**REQUIRED TASK**
Write out, please, the line containing "Every instance of the jeans" together with all lines after it, up to and including the last one, with no other output.

Position annotation records

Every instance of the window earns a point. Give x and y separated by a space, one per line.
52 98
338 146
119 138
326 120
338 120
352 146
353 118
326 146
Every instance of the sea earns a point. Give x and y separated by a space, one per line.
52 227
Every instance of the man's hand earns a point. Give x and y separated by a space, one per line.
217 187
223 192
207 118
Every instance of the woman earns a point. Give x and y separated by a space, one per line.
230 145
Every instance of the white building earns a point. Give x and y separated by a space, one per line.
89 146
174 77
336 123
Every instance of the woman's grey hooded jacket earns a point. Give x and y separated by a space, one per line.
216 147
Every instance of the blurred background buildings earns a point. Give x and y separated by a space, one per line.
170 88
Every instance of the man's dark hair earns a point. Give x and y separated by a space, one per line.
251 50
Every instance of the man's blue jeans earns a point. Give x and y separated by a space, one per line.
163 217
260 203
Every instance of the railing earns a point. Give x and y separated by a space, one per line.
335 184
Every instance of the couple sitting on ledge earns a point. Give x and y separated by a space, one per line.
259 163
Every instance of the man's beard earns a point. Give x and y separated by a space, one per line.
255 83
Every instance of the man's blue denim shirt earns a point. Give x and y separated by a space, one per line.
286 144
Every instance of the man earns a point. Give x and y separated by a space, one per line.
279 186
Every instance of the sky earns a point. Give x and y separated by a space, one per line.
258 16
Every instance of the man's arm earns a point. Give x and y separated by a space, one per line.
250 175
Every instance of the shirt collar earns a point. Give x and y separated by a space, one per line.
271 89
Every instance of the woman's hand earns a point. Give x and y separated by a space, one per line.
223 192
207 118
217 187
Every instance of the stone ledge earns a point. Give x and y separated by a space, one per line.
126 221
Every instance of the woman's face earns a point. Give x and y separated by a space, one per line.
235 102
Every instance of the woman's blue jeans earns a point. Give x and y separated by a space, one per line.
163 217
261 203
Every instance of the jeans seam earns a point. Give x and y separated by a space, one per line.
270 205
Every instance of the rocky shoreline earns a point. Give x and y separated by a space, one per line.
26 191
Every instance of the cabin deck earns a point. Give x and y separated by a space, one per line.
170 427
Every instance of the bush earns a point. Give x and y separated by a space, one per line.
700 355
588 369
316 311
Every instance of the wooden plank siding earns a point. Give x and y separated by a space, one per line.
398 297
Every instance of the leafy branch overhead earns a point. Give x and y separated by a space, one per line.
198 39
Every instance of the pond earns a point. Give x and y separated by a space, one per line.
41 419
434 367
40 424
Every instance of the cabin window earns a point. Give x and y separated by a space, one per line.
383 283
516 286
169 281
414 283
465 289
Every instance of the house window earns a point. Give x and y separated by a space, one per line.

**COMPLETED TASK**
Every instance of the jeans seam earns a point. Give x and y separated by a space, one per line.
270 205
Every instance of the rocky shoreline earns a point. Give x and y separated by a space, one per line.
26 191
Every instance of the cabin deck earns a point. Give x and y separated by a space, one per line.
170 427
Every instance of the bush earns a point. Give x and y separated by a space, one per line.
700 355
588 369
316 311
Every instance of the wooden plank siding earns a point. Give x and y separated by a space, one per line.
398 297
Every instance of the leafy branch overhead earns a point. Give x and y separated by a space, one per line.
198 39
Every instance of the pond earns a point. Give x and y separated by a space, one per line.
41 419
434 367
40 424
Every instance of the cabin window earns a point. Give x and y separated by a space, one per line.
383 283
516 286
169 281
414 283
465 289
Every instance of the house window earns a point. Give x and y separated by a space, one per line.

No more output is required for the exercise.